**LISTING**:
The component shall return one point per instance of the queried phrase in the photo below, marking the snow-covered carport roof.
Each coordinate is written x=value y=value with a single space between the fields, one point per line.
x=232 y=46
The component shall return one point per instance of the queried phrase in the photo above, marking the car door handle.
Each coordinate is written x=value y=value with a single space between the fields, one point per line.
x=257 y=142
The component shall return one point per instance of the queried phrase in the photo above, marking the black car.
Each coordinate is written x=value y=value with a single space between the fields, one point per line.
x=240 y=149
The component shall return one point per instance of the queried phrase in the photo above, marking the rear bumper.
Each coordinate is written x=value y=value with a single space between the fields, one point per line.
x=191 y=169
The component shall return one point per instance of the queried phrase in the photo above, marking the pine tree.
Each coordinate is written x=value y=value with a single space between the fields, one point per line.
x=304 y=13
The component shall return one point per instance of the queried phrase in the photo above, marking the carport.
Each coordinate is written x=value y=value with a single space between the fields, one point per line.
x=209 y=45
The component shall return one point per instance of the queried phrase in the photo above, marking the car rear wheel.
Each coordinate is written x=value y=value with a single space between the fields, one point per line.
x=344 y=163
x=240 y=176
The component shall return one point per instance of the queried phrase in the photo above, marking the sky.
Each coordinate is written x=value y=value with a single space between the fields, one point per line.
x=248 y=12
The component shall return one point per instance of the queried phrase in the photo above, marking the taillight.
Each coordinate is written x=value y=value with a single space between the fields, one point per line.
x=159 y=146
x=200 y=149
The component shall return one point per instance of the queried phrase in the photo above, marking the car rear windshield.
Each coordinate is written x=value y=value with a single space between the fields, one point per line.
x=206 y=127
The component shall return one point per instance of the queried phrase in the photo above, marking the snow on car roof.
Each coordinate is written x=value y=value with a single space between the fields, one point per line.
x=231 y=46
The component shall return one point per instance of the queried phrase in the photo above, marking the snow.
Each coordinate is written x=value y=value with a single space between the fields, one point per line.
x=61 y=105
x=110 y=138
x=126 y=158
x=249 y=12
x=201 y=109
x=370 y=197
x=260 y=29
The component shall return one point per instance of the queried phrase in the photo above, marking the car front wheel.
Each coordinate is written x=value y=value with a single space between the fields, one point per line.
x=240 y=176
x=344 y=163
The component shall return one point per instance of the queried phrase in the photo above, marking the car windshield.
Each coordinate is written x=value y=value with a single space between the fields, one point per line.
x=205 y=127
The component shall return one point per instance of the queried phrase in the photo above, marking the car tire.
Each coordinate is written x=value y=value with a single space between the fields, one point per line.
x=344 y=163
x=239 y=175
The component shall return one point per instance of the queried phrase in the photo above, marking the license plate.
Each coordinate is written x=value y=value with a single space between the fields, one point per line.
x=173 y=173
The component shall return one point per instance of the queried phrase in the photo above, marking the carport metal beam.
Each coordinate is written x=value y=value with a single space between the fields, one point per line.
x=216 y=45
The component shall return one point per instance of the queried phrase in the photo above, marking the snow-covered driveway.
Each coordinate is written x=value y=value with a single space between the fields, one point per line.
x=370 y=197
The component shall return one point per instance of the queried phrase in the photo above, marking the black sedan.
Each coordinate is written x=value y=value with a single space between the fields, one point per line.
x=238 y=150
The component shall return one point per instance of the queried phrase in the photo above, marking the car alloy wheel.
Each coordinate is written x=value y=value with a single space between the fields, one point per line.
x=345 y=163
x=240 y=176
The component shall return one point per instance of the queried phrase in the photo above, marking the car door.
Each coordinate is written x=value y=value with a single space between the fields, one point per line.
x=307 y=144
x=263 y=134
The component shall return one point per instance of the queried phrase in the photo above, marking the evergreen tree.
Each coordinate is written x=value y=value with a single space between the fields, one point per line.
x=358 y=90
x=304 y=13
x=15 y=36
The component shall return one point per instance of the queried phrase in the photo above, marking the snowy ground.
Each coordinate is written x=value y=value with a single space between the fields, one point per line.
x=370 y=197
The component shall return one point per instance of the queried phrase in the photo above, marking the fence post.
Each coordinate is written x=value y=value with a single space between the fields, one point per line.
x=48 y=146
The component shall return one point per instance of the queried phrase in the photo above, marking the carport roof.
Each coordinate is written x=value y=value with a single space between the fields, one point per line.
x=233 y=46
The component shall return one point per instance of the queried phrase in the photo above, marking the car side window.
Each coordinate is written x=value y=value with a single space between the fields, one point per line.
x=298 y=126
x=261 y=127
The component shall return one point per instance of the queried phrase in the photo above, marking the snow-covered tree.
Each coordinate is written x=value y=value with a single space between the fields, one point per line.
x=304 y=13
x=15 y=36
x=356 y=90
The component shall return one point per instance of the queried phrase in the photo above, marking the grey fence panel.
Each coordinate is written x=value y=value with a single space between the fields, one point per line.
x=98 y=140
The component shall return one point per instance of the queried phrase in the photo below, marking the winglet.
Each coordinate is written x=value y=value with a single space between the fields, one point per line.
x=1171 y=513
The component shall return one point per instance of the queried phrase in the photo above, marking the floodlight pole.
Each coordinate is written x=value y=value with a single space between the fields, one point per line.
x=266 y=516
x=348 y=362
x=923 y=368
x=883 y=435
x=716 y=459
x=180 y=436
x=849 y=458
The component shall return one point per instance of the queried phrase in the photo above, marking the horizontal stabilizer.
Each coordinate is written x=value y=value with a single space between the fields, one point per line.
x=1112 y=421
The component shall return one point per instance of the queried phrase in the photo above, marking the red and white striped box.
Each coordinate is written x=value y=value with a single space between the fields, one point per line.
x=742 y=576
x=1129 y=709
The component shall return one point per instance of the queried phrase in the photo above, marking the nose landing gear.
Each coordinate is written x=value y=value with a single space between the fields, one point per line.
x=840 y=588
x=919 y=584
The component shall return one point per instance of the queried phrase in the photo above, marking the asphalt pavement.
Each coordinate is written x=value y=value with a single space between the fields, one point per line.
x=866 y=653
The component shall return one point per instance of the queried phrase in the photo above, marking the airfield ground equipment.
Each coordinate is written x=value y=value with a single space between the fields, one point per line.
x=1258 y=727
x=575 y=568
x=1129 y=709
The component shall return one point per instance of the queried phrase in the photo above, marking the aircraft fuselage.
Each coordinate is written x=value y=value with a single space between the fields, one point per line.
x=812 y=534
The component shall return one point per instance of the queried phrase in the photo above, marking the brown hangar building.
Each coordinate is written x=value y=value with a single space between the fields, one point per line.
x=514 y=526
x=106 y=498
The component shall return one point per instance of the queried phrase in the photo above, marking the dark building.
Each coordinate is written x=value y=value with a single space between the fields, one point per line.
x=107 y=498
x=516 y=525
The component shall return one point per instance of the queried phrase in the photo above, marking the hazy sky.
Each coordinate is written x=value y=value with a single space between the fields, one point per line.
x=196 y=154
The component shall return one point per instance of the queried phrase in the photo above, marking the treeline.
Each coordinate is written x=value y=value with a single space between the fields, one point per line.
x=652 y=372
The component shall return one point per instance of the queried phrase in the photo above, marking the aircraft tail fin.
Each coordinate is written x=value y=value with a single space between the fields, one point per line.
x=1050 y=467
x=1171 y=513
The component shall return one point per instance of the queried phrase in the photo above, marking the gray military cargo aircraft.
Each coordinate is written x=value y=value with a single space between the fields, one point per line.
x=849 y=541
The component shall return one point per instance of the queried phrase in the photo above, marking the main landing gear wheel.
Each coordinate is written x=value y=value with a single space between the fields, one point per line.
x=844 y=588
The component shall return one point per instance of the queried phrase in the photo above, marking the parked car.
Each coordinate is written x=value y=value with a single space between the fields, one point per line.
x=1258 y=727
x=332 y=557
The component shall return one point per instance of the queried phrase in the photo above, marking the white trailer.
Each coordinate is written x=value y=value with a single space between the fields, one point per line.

**WHAT YOU HAVE TO DO**: Please copy out every one of the records above word for word, with nothing added or changed.

**SOLUTION BELOW**:
The component shall return one point per instance of the queried phrase in the photo below, marking the snow-covered carport roof.
Each coordinate is written x=value y=value with a single space between the fields, one point per line.
x=232 y=46
The component shall return one point per instance of the queried phrase in the photo above, marking the car door handle.
Each coordinate is written x=value y=value with a single space between the fields, one point per line.
x=257 y=142
The component shall return one point per instance of the queried phrase in the photo above, marking the black car.
Each coordinate is written x=value y=value with a single space between the fields, one point per line.
x=240 y=149
The component shall return one point per instance of the queried phrase in the photo above, marking the rear bumper.
Each coordinate is written x=value y=value with a single space between the fields, one point per line.
x=191 y=169
The component shall return one point per instance of the queried phrase in the photo above, marking the pine tree.
Each coordinate is written x=value y=value with a single space between the fields, one point per line.
x=304 y=13
The component shall return one point per instance of the queried phrase in the photo above, marking the carport.
Each coordinate is written x=value y=value with a single space between the fields, one point per line.
x=209 y=45
The component shall return one point per instance of the queried phrase in the photo above, marking the car rear wheel.
Each coordinate is written x=value y=value with a single space between the fields, one point per line.
x=344 y=163
x=240 y=176
The component shall return one point per instance of the queried phrase in the photo above, marking the sky.
Each coordinate is written x=value y=value with a single space between the fields, one point per line.
x=248 y=12
The component shall return one point per instance of the queried phrase in the photo above, marking the taillight.
Each coordinate is written x=value y=value with a single space between the fields, one point per line.
x=159 y=146
x=200 y=149
The component shall return one point per instance of the queried phrase in the photo above, marking the car rear windshield.
Each coordinate is written x=value y=value with a single space between the fields, one point per line.
x=206 y=127
The component shall return one point per instance of the queried phrase in the photo above, marking the snow on car roof.
Each coordinate is written x=value y=value with a single space between the fields, one point per line.
x=231 y=46
The component shall return one point per instance of the queried phrase in the photo above, marking the snow.
Each coordinate is written x=value y=value with a single space between the fields, one point per line.
x=61 y=105
x=110 y=138
x=126 y=158
x=249 y=12
x=201 y=109
x=370 y=197
x=260 y=29
The component shall return one point per instance of the queried phrase in the photo above, marking the car front wheel.
Each coordinate is written x=value y=value with a single space between the fields, one point per line.
x=240 y=176
x=344 y=163
The component shall return one point per instance of the queried phrase in the photo above, marking the car windshield.
Each coordinate is written x=value y=value with a single space between the fields, one point per line.
x=205 y=127
The component shall return one point per instance of the queried phrase in the photo above, marking the car tire.
Each coordinate is written x=value y=value with a single space between the fields, one point per line.
x=344 y=163
x=239 y=175
The component shall return one point per instance of the queried phrase in the photo above, marking the license plate.
Each coordinate is written x=value y=value with a single space between the fields, one point per line.
x=173 y=173
The component shall return one point per instance of the queried phrase in the photo above, marking the carport metal beam.
Each coordinate is written x=value y=value with a single space between the fields, one point per line.
x=216 y=45
The component shall return one point per instance of the queried phrase in the photo above, marking the snow-covered driveway.
Each coordinate is written x=value y=value with a single space between the fields, one point per line.
x=370 y=197
The component shall return one point per instance of the queried phrase in the photo above, marking the black sedan.
Each coordinate is written x=value y=value with a single space between the fields, one point per line.
x=238 y=150
The component shall return one point per instance of the queried phrase in the photo above, marking the car alloy wheel.
Each coordinate is written x=value y=value with a single space between the fields, one point per line.
x=345 y=163
x=240 y=176
The component shall return one point per instance of the queried phrase in the photo above, marking the car door.
Each coordinate is written x=value y=value with a single space between the fields, one point per line.
x=307 y=144
x=263 y=134
The component shall return one point per instance of the queried phrase in the photo above, marking the evergreen tree.
Each coordinate is written x=value y=value with a single space between the fields, one point per line.
x=358 y=90
x=304 y=13
x=15 y=36
The component shall return one point per instance of the queried phrase in the photo above, marking the snowy ground.
Each coordinate is written x=value y=value with a single space between the fields, one point per line.
x=370 y=197
The component shall return one point per instance of the queried phrase in the photo above, marking the fence post.
Each coordinate is written x=value y=value with a single space between the fields, one point per line.
x=48 y=146
The component shall return one point per instance of the queried phrase in the photo above, marking the carport roof.
Each coordinate is written x=value y=value with a single space between the fields, one point per line.
x=233 y=46
The component shall return one point per instance of the queried phrase in the photo above, marking the car side window.
Each coordinate is written x=value y=value with a single space between the fields, one point per line.
x=298 y=126
x=261 y=127
The component shall return one point per instance of the queried phrase in the photo above, marking the snow-covered tree.
Each coordinate is written x=value y=value with a single space between the fields, one point per line.
x=304 y=13
x=15 y=36
x=356 y=90
The component shall return one point per instance of the queried phrase in the photo above, marking the grey fence panel.
Each coordinate is written x=value y=value with a single space between the fields, one point per line.
x=98 y=140
The component shall return one point per instance of the queried phrase in the photo below, marking the winglet.
Each coordinate is written x=value y=value with a single space between the fields, one point per line.
x=1171 y=513
The component shall return one point per instance of the queried phrase in the photo above, marking the floodlight pole.
Each coordinate is written x=value y=value with a single space between the fields, one point per line.
x=266 y=516
x=348 y=362
x=923 y=368
x=883 y=435
x=716 y=459
x=180 y=436
x=849 y=458
The component shall return one point per instance of the queried phrase in the photo above, marking the horizontal stabilizer.
Each coordinate is written x=value y=value with a single space between the fields, one point per line.
x=1112 y=421
The component shall return one point per instance of the queried phrase in the photo above, marking the red and white striped box.
Each coordinate is written x=value y=value with a single space between the fields, one point per line.
x=742 y=576
x=1129 y=709
The component shall return one point per instance of the queried phrase in the photo above, marking the nose landing gear.
Each coordinate is written x=value y=value with a single space between the fields, one point per line.
x=840 y=588
x=919 y=584
The component shall return one point per instance of the queried phrase in the photo above, marking the asphalt pavement.
Each coordinate is written x=value y=value with a single space between the fields, one point per line.
x=866 y=653
The component shall return one point per instance of the queried phrase in the photo above, marking the airfield ground equipment.
Each coordinate is written x=value y=value with a single space between the fields, one point per line.
x=1258 y=727
x=575 y=568
x=1129 y=709
The component shall return one point per instance of the queried phrase in the photo above, marking the aircraft fuselage.
Each coordinate is written x=value y=value with a single space between the fields, one point per line.
x=812 y=534
The component shall return one point per instance of the queried phrase in the photo above, marking the brown hangar building.
Each coordinate is written x=value y=value with a single space between the fields, one point per line.
x=514 y=526
x=106 y=498
The component shall return one point per instance of the queried phrase in the photo above, marking the dark building.
Each coordinate is written x=value y=value with a single space between the fields, one point per line.
x=107 y=498
x=516 y=525
The component shall return one point per instance of the queried phrase in the photo above, marking the hazy sky.
Each coordinate is written x=value y=value with a single space between the fields, one point per line.
x=196 y=154
The component shall return one point per instance of the queried phrase in the photo above, marking the treeline.
Each coordinate is written x=value y=value with a single space between the fields, one point per line.
x=652 y=372
The component shall return one point per instance of the queried phrase in the photo above, marking the aircraft tail fin.
Each coordinate is written x=value y=value with a single space between the fields, one point per line.
x=1050 y=467
x=1171 y=513
The component shall return one point per instance of the queried phrase in the photo above, marking the gray military cargo aircraft.
Each coordinate is written x=value y=value with a single space between the fields, one point per line.
x=849 y=541
The component shall return one point per instance of the queried phrase in the photo above, marking the main landing gear wheel.
Each coordinate is written x=value y=value with a single space between the fields, one point per line.
x=844 y=588
The component shall return one point per instance of the queried phrase in the photo above, marking the parked car.
Each coordinate is written x=value y=value with a single space between the fields, one point per line.
x=1258 y=727
x=332 y=557
The component shall return one point per instance of the queried phrase in the photo above, marking the white trailer.
Each coordinate is written x=value y=value with a single space between the fields, one point per line.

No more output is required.